▸ **Written instruction**: Quote all entries in full, exactly.

Extracted records
*-*-*
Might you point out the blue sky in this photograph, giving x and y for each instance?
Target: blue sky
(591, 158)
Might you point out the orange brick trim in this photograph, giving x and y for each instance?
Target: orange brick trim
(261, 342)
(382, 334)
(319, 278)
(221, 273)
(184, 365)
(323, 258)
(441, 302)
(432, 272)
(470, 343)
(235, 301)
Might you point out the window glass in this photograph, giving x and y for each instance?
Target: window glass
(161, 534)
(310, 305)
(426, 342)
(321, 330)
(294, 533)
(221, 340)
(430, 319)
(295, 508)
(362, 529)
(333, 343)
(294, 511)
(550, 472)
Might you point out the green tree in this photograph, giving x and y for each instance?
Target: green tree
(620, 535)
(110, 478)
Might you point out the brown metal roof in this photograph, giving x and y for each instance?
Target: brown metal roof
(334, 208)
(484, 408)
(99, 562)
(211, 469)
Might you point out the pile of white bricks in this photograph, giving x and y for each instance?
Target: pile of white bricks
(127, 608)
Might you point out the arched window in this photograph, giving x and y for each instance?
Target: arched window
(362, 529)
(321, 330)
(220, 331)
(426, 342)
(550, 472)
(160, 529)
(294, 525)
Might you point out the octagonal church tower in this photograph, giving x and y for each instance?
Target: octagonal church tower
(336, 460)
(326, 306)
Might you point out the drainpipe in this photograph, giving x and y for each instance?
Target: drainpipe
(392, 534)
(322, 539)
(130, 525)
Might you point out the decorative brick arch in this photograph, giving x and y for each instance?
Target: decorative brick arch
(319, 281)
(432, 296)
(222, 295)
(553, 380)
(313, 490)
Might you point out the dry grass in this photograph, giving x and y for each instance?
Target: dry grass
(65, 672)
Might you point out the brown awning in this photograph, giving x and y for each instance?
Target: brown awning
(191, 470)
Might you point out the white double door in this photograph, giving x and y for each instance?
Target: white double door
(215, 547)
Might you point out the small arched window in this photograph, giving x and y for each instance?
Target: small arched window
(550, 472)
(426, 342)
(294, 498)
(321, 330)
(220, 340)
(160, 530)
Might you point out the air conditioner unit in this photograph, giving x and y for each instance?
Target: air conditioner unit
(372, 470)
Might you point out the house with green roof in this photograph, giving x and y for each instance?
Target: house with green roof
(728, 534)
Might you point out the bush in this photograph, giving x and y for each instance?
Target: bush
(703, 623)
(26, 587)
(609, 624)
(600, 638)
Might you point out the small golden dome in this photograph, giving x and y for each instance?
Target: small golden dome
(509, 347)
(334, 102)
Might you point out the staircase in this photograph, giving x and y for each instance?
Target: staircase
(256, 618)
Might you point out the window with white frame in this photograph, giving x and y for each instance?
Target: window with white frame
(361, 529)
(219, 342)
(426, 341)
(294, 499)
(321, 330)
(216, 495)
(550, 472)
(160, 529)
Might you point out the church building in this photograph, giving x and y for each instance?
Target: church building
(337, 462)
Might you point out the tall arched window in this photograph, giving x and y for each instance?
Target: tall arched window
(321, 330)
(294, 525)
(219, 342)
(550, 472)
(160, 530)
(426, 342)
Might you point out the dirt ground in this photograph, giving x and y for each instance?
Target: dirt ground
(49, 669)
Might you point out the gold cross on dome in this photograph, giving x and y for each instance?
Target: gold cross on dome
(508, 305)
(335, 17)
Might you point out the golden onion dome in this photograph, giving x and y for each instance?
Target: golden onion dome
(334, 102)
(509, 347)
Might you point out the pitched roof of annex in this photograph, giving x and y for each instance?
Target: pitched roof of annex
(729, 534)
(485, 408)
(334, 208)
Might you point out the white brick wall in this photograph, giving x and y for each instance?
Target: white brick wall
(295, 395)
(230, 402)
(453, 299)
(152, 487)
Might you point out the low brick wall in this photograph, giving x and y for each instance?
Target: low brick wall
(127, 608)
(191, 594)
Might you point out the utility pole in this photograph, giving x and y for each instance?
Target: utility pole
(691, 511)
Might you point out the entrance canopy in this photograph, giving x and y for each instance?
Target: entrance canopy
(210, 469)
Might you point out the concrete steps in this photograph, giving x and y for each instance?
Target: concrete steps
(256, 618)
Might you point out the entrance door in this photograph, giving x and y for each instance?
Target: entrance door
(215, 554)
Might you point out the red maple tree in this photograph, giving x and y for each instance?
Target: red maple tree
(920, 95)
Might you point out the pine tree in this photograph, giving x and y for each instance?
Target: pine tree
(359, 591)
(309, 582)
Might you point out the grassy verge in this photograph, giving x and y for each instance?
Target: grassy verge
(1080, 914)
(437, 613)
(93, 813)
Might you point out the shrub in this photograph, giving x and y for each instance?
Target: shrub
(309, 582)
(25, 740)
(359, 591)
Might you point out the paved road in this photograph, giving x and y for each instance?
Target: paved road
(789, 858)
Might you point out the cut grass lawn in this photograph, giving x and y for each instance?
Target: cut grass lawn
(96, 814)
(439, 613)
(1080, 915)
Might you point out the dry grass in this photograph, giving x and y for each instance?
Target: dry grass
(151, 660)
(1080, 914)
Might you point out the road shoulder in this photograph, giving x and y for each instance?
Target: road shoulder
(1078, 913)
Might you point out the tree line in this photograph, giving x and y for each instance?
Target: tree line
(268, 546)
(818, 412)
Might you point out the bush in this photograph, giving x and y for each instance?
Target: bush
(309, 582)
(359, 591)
*-*-*
▸ **Solution to the problem**:
Might you point out the blue sky in this photograph, giving x and y for each instance?
Target: blue sky
(591, 158)
Might you point out the orange brick trim in this photograph, giving x and y for each instance?
Target: orange brick trim
(261, 342)
(382, 334)
(319, 278)
(221, 273)
(184, 365)
(323, 258)
(441, 302)
(432, 272)
(470, 343)
(235, 301)
Might you point out the window glass in this photograph, giving x and y for each instance?
Target: window glass
(161, 534)
(310, 305)
(426, 342)
(321, 330)
(294, 533)
(221, 340)
(430, 319)
(295, 508)
(362, 529)
(333, 343)
(294, 511)
(550, 472)
Might you point out the green tree in this photograph, giving x and y for each instance?
Target: green tree
(620, 535)
(110, 478)
Might you point out the brown metal roof in this photograph, giving x and y for each instance?
Target: brown metal roof
(334, 208)
(484, 408)
(99, 562)
(211, 469)
Might you point out the pile of white bricks in this photograph, giving x and y for each instance?
Target: pile of white bricks
(127, 608)
Might you point out the arched window in this photograph, giving x and y for each instance?
Target: arched window
(362, 529)
(321, 330)
(220, 331)
(426, 342)
(550, 472)
(160, 529)
(294, 525)
Might you point out the octagonal church tower in this photograph, giving x and y for each instance?
Target: octagonal church tower
(336, 460)
(326, 306)
Might you point out the drainpipe in this photograph, giving x and y for each instance?
Target: drainpipe
(392, 534)
(322, 539)
(130, 525)
Might you point out the decorative brick arch in this photograph, giving x and y for each instance?
Target: decorative brick arch
(319, 281)
(432, 296)
(222, 295)
(553, 380)
(313, 490)
Might you point out the dry grass in this photograph, giving x and y for each instance?
Target: dry grass
(65, 672)
Might you point out the brown awning in this photograph, giving x and y for each instance?
Target: brown awning
(191, 470)
Might you point out the white double door in this photograph, giving x and y for each instance?
Target: white double door
(215, 547)
Might you point out the small arched window in this photograph, giving x and y for each instance?
Target: small arched window
(550, 472)
(426, 342)
(294, 498)
(321, 330)
(220, 340)
(160, 530)
Might you point out the air conditioner unit in this photograph, giving x and y for each instance?
Target: air conditioner unit
(372, 470)
Might you point out the house with green roof in this photograph, giving x and y for each instance?
Target: house with green roof
(728, 534)
Might you point out the bush in this photograph, giving x and y for each instance?
Target: bush
(703, 623)
(26, 587)
(609, 624)
(600, 638)
Might you point out the small golden dome in this photograph, giving x and y for each instance?
Target: small golden dome
(509, 347)
(334, 102)
Might you point out the staircase in this photograph, giving x and y for each instance?
Target: staircase
(256, 618)
Might you point out the window with white frame in this photograph, giving x and y for each instance?
Target: window with white frame
(361, 529)
(219, 342)
(426, 341)
(294, 499)
(321, 330)
(216, 495)
(550, 472)
(160, 529)
Might you point out the church building in this photograph, giving x and y for each instance?
Target: church building
(337, 462)
Might you point out the tall arched window in this photograph, giving x and y for each instance?
Target: tall arched window
(321, 330)
(294, 525)
(219, 342)
(550, 472)
(160, 530)
(426, 342)
Might you point out the dirt ground in this photograph, giving x and y for each instance?
Target: dirt ground
(49, 669)
Might you point out the gold cross on dome in this photograph, giving x and y for each instance?
Target: gold cross on dome
(508, 305)
(335, 17)
Might you point out the golden onion dome in this photograph, giving x and y for each instance?
Target: golden onion dome
(334, 102)
(509, 347)
Might you point out the pitched roof of annex in this photograph, giving x and y for each instance?
Target: pitched roof of annex
(729, 534)
(485, 408)
(334, 208)
Might you point out the white brick wall in this photograph, giving x and y for each instance?
Target: white brick wall
(295, 395)
(230, 402)
(453, 299)
(152, 487)
Might you point out the low brick wall in this photograph, giving x and y for each instance?
Target: low brick wall
(127, 608)
(191, 594)
Might you point out the utility pole in this photograph, giving x and y for each instance?
Target: utility pole
(691, 511)
Might you point out the entrance canopy in this photograph, giving x and y for each instance?
Target: entrance canopy
(210, 469)
Might you point out the concrete steps in this photograph, giving x and y for each instance?
Target: concrete steps
(256, 618)
Might you point out the entrance door in this photograph, giving x and y for each instance?
Target: entrance door
(215, 554)
Might you point out the red maple tree in this photograph, giving x and y for each instance?
Target: red maple tree
(920, 95)
Might you point out the pine tree in this photograph, giving x and y for each instance?
Target: pine tree
(359, 591)
(309, 582)
Might you point out the grassy verge in this photograph, giving x and y for each instance?
Target: grassy verge
(1080, 914)
(437, 613)
(93, 813)
Might you point out the shrub in this photograph, giving x and y for each instance?
Target: shrub
(309, 582)
(25, 740)
(359, 591)
Might you point out the paved road in this photograph, giving x and y for each instance?
Target: paved road
(789, 858)
Might you point out the cut grass lawn in this photograph, giving x and y for each instance?
Target: cut grass lawn
(96, 814)
(439, 613)
(1080, 915)
Might you point out the dry grass in this photograph, giving x and y for each instance?
Target: dry grass
(151, 660)
(1080, 914)
Might you point out the road shoulder in this photograph, giving x and y for each instance?
Target: road shoulder
(1078, 913)
Might you point out the tree line in this photograph, giving x and y for each instance?
Target: tree line
(268, 546)
(818, 412)
Might you point out the bush in this photograph, giving x and y for each instance?
Target: bush
(309, 582)
(359, 591)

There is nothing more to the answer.